PROBLEM:
Switch "rough mask" to "coarse mask" in the entries starting at the line containing "For every <instance>" and ending at the line containing "182L800 265L793 233ZM754". Return only those lines, with nothing else changed.

Top of SUPPLIED DATA

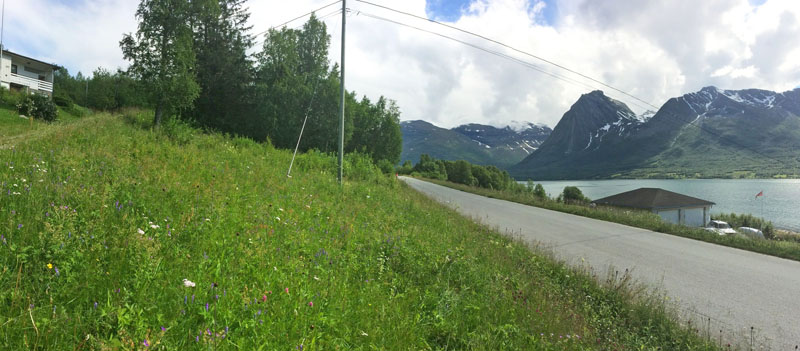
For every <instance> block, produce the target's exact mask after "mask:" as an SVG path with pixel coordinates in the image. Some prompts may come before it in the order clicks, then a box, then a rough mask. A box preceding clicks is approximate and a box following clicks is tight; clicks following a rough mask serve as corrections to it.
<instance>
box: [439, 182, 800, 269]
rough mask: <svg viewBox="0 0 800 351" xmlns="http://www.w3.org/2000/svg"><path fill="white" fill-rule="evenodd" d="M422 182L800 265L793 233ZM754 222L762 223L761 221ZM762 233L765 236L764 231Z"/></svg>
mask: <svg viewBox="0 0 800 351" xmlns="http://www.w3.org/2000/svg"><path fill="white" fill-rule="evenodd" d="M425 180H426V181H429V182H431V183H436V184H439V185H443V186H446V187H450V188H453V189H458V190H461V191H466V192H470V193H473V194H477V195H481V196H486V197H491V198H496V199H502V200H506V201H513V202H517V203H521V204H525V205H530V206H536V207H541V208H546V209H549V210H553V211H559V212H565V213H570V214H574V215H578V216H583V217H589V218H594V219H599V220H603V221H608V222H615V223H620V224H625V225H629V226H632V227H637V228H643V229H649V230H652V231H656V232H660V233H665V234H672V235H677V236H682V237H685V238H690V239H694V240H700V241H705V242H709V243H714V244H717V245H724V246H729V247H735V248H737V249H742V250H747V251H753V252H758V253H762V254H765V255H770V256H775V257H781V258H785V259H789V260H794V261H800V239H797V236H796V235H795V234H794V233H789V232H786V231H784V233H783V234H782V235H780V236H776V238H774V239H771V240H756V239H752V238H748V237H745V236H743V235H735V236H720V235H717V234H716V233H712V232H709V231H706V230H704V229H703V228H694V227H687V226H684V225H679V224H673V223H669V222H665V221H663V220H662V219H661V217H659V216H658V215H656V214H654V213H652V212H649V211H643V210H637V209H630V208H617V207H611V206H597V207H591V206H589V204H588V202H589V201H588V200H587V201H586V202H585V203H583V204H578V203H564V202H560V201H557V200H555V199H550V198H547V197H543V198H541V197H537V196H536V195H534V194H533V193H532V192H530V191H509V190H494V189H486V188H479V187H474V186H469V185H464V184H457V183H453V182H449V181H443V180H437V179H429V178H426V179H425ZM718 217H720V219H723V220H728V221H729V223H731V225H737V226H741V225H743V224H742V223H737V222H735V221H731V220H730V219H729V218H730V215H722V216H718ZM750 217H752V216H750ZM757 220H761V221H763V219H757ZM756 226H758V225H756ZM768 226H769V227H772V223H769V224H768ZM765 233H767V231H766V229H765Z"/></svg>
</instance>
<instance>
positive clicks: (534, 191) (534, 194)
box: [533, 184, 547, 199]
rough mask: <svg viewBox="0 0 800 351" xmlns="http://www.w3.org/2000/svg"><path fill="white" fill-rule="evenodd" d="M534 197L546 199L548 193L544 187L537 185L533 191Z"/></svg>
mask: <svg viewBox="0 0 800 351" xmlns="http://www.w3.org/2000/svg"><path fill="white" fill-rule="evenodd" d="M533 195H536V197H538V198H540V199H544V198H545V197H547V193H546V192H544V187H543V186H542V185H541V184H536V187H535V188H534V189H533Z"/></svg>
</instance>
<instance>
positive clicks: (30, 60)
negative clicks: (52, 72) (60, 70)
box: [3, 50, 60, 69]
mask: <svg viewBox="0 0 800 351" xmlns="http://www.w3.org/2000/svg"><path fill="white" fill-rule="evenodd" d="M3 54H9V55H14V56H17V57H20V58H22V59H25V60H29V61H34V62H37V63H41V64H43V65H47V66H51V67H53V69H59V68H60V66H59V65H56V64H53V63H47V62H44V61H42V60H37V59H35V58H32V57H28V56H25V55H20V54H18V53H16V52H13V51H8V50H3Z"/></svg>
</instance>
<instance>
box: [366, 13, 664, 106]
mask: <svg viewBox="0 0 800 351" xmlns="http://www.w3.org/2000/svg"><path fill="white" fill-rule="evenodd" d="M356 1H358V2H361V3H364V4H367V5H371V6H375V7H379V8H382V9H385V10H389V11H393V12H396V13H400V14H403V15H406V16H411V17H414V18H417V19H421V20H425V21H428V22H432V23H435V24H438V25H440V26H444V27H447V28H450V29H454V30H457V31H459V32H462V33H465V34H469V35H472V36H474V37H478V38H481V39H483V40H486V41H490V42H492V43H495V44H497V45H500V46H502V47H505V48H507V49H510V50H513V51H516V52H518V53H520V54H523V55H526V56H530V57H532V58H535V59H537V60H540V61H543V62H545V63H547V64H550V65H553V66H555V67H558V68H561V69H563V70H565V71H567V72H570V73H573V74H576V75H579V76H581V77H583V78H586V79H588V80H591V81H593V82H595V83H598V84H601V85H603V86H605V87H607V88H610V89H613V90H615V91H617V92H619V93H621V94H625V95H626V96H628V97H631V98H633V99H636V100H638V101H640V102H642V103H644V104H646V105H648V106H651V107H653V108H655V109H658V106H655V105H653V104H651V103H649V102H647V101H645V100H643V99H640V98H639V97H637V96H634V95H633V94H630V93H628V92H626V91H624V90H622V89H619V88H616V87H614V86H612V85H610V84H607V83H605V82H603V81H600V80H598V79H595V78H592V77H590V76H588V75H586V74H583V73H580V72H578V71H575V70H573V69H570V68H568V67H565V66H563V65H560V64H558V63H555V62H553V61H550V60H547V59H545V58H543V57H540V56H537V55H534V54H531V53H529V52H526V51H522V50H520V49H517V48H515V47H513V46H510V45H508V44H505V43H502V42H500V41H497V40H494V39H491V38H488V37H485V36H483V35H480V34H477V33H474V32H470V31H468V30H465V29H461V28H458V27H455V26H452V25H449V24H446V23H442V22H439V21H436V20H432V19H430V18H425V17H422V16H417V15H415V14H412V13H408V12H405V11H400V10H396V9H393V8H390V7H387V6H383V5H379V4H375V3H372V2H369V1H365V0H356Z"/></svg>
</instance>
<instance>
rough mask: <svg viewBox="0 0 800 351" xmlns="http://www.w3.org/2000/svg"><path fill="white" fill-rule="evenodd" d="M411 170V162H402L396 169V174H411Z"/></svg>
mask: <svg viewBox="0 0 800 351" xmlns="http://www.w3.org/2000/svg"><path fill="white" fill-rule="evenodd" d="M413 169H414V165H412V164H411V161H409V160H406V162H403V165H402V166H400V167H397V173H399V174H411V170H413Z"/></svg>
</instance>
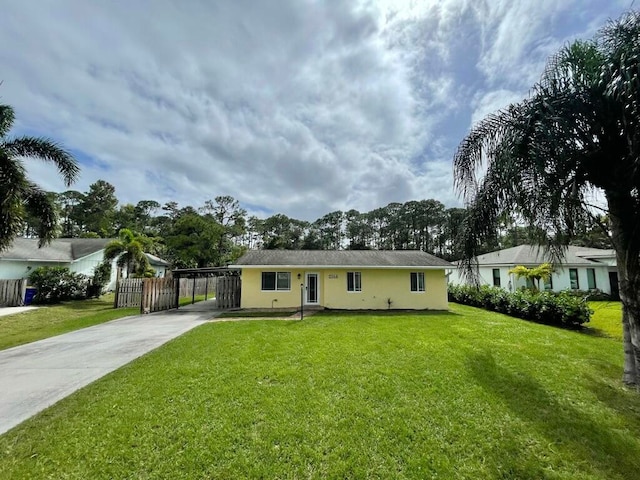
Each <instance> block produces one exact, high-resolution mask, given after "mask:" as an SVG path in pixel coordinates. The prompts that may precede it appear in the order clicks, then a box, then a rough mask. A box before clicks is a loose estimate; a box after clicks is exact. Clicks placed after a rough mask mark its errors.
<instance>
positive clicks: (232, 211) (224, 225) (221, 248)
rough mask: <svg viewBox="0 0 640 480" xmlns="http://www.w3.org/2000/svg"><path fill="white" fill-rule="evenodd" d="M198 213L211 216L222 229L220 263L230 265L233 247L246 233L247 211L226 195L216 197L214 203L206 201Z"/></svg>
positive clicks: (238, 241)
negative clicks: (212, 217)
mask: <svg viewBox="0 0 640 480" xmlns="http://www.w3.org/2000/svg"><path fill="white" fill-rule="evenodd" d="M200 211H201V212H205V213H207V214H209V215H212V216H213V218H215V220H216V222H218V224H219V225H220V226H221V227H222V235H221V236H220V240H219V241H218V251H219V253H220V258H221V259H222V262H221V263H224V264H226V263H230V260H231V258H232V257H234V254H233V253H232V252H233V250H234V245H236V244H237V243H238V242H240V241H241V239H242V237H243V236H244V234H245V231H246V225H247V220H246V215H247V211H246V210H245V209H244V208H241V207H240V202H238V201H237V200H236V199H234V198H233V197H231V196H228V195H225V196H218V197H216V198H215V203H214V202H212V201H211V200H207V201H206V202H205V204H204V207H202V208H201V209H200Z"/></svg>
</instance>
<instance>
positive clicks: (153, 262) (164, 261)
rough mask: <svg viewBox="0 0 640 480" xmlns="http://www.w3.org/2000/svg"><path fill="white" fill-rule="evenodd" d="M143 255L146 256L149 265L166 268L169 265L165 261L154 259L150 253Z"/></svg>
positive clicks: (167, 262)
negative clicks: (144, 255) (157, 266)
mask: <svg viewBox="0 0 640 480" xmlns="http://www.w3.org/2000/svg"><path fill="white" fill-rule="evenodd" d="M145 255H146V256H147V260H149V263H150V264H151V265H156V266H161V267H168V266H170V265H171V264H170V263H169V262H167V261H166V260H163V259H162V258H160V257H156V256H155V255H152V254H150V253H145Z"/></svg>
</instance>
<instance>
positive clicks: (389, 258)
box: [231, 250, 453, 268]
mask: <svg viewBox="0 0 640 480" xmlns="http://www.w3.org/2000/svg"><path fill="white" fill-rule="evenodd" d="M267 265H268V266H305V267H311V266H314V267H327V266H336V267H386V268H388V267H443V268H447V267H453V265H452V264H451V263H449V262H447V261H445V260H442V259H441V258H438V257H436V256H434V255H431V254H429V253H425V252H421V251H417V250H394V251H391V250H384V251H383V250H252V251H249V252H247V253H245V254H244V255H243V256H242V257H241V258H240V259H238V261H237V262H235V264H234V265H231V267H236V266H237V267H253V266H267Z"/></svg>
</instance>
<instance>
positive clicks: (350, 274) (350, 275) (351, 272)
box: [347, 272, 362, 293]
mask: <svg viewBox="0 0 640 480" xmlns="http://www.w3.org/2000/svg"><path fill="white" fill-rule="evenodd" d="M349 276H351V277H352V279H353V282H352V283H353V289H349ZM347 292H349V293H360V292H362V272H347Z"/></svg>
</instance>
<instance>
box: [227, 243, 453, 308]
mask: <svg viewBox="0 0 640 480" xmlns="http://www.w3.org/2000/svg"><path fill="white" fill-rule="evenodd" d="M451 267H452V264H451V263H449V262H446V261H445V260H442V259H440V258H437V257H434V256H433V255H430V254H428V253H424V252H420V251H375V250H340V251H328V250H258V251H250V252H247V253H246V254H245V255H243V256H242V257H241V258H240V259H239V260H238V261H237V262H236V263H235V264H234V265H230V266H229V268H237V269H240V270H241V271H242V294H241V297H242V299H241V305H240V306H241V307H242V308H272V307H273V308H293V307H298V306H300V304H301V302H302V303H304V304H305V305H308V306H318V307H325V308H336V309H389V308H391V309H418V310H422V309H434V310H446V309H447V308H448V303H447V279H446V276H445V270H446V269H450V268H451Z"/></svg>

Bottom of SUPPLIED DATA
Top of SUPPLIED DATA

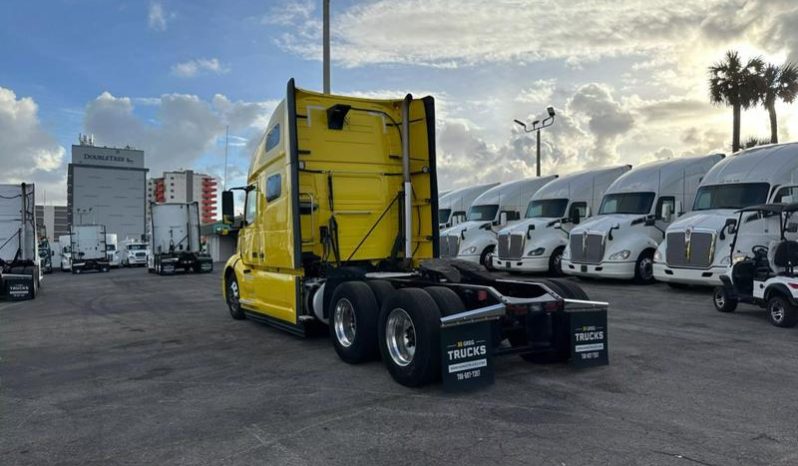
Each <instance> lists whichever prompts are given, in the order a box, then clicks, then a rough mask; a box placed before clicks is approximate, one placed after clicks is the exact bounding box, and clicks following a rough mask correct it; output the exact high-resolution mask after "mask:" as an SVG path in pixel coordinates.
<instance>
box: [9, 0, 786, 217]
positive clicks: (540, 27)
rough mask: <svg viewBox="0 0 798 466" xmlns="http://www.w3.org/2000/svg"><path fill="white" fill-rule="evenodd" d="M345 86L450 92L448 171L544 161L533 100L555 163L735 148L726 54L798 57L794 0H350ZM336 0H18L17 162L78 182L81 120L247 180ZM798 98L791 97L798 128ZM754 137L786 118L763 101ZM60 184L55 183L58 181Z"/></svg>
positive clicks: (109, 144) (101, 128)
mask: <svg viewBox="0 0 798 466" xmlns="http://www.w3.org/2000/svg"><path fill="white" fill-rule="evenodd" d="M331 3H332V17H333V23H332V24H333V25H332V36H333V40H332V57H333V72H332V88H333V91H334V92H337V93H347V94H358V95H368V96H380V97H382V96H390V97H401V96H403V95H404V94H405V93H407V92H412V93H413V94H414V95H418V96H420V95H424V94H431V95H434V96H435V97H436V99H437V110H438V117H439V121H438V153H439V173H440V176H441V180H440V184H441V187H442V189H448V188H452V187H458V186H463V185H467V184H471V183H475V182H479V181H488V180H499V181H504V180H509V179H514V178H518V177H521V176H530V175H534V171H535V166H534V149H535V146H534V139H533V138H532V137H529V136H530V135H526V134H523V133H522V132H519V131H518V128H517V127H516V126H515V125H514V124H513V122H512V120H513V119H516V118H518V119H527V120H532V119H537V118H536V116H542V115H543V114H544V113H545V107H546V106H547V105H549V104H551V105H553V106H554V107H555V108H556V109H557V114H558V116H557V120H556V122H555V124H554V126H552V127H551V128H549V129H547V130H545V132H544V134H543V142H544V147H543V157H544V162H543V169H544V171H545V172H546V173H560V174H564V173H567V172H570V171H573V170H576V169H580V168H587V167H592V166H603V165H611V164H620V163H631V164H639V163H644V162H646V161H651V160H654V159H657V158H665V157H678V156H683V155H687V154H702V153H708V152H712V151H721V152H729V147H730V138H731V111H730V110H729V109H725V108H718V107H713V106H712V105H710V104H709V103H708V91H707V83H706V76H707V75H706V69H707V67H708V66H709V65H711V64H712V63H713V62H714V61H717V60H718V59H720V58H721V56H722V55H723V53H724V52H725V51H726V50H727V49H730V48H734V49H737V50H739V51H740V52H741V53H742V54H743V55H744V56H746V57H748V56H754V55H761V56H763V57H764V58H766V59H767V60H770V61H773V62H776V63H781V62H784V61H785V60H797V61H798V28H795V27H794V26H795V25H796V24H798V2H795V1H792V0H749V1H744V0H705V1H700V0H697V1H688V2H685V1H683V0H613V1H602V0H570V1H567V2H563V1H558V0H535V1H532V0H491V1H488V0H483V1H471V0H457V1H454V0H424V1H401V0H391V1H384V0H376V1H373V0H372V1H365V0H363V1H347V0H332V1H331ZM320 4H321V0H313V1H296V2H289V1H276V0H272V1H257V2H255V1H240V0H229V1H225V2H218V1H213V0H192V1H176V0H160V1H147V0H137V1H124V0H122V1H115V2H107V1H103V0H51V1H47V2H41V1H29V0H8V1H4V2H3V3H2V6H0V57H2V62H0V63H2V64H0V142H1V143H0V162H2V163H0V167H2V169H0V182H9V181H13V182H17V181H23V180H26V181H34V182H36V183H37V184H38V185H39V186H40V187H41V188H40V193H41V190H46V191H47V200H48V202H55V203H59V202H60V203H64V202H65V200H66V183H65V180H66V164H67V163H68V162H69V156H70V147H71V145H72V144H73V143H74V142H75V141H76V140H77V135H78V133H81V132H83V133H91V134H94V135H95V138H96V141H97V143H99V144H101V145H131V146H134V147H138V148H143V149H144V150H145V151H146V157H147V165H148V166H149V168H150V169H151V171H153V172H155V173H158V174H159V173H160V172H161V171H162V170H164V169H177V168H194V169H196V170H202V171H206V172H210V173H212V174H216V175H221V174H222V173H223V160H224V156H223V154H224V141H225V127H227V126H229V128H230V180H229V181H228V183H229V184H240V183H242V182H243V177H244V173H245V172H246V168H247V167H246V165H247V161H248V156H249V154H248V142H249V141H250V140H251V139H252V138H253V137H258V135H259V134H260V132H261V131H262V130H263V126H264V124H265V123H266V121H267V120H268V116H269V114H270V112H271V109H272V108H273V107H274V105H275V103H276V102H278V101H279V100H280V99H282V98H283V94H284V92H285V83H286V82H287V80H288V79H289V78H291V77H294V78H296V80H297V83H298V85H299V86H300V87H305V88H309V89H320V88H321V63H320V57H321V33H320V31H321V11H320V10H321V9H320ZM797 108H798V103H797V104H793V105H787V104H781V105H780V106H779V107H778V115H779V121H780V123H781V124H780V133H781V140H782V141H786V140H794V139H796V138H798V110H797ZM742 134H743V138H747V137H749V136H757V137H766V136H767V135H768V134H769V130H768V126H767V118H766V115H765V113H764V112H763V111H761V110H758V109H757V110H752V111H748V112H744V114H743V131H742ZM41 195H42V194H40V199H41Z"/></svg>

Bottom of SUPPLIED DATA

SOLUTION FOR THIS PROBLEM:
For every <instance> block, produce the target's exact mask after "mask:" as an SVG path with pixel coordinates in the image. Some prompts may come before it in the order clicks, then a box, then a coarse mask. A box preceding clicks is approximate and a box following clicks is tight; clicks following a coarse mask serve as corrections to it.
<instance>
box: [439, 182, 800, 269]
coarse mask: <svg viewBox="0 0 800 351" xmlns="http://www.w3.org/2000/svg"><path fill="white" fill-rule="evenodd" d="M422 182L800 265L793 233ZM754 222L762 223L761 221ZM762 233L765 236L764 231Z"/></svg>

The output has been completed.